#### Kutipan Sumber
◆ ◆ ◆ ◆ ◆ ◆ ◆
Tapi tampaknya mereka kurang akurat. Buku ini malah sudah dipersiapkan sebelum itu. Di dalam Pak Harto, The Untold Stories dimuat tulisan Soerjono, mantan staf Pak Harto ketika menjadi Komandan Wehrkreise III, berjudul Berlindung Di Punggung Pak Harto (hal 96 – 99). Padahal di dalam catatan tentang profilnya disebutkan Soerjono meninggal dunia di tahun 2008.  Jadi semestinya buku ini dipersiapkan sebelum ia meninggal.

Waktu bertahun-tahun yang cukup panjang digunakan untuk wawancara dan kemudian menuliskannya. Jumlah narasumber yang diwawancara memang cukup banyak, lebih 100 narasumber, mulai mantan Wakil Presiden Jusuf Kalla dan Try Sutrisno, bekas Perdana Menteri Malaysia Mahathir Mohamad, bekas Presiden Filipina Fidel Ramos, bekas Perdana Menteri Singapore Lee Kuan Yew, dan Sultan Hassanal Bolkiah Raja Brunai.

Yang lain, mulai bekas menteri di zaman Pak Harto menjadi presiden selama 31 tahun lebih, bekas staf, bekas ajudan, pengawal, para pembantu rumah tangga kepresidenan, mau pun para pembantu di rumah Pak Harto di Jalan Cendana, Jakarta, setelah Pak Harto lengser dari kursi presiden. Putri sulung Pak Harto, Mbak Tutut bertindak sebagai koordinator penerbitan buku ini.

Pendek kata, mereka yang diwawancara adalah orang yang mengenal Pak Harto, baik secara intensif (seperti para ajudan, pengawal, staf, atau putra-putri Pak Harto), mau pun biasa-biasa saja karena hubungan tugas atau pekerjaan seperti bekas Menteri KLH Emil Salim atau mantan Wakil Ketua DPR Saiful Sulun.
◆ ◆ ◆ ◆ ◆ ◆ ◆
#### Daftar Tugas
(a) Menurut kutipan tentang buku Pak Harto, siapa yang bertindak sebagai koordinator penerbitan buku itu?
(b) Tentukan apakah setiap pernyataan berikut sesuai dengan kutipan tentang buku Pak Harto. Jawab ya atau tidak, lalu kutip kata-kata penentunya dari kutipan itu. (i) Jumlah narasumber yang diwawancara lebih dari 100 orang. (ii) Soerjono meninggal dunia pada tahun 2010. (iii) Tulisan Soerjono dimuat pada halaman 96 sampai 99.
Catatan yang tercantum di halaman ini diambil dari sumber lain.
◆ ◆ ◆ ◆ ◆ ◆ ◆
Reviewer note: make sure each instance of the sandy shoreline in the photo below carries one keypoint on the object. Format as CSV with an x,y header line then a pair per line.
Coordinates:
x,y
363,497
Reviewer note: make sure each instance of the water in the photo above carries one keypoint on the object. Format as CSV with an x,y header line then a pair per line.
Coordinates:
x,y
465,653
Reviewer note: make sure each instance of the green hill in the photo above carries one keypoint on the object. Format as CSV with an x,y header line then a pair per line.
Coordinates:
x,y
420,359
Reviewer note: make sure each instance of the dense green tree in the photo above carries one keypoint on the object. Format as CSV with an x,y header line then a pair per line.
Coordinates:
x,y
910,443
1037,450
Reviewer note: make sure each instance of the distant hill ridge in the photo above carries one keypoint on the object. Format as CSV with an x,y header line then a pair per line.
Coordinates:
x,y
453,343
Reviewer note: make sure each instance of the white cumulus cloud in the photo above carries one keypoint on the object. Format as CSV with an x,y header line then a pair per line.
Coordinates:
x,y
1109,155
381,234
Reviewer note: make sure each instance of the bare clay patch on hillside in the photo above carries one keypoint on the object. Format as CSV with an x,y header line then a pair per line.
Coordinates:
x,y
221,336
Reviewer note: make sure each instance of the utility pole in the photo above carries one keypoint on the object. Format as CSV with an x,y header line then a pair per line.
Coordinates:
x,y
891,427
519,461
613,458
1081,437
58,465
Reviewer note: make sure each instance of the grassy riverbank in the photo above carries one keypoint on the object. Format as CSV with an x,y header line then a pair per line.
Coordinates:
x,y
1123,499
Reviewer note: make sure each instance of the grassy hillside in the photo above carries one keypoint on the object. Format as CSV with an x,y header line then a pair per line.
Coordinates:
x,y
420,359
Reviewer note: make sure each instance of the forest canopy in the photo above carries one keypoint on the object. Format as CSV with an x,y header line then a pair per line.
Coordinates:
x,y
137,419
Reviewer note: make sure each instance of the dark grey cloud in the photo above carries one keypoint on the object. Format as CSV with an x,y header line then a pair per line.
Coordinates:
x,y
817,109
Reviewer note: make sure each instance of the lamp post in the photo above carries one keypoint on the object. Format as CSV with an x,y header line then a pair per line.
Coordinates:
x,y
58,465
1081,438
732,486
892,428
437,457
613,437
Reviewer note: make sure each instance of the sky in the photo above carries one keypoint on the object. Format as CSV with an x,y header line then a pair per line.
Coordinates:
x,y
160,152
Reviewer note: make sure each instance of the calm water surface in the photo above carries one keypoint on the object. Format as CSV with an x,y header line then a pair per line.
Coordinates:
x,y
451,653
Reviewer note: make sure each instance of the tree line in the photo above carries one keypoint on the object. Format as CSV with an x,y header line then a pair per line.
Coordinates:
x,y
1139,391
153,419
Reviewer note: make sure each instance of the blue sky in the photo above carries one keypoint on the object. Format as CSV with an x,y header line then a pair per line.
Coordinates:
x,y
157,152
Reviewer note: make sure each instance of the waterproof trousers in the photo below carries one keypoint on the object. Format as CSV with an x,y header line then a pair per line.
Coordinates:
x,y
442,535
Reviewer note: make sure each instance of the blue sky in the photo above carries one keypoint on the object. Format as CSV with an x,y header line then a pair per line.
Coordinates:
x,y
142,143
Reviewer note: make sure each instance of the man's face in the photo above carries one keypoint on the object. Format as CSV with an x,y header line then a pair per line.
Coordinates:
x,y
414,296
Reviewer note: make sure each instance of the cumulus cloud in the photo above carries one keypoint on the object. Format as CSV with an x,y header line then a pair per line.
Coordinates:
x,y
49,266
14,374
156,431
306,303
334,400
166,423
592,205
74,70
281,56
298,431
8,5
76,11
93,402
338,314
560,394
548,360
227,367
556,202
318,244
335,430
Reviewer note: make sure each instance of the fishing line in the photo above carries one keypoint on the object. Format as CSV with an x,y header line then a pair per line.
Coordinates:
◆ ◆ ◆ ◆ ◆ ◆ ◆
#### Jawaban Setiap Tugas
(a) Mbak Tutut, putri sulung Pak Harto.

(b)
(i) Ya: "lebih 100 narasumber".
(ii) Tidak: "Soerjono meninggal dunia di tahun 2008".
(iii) Ya: "Berlindung Di Punggung Pak Harto (hal 96 – 99)".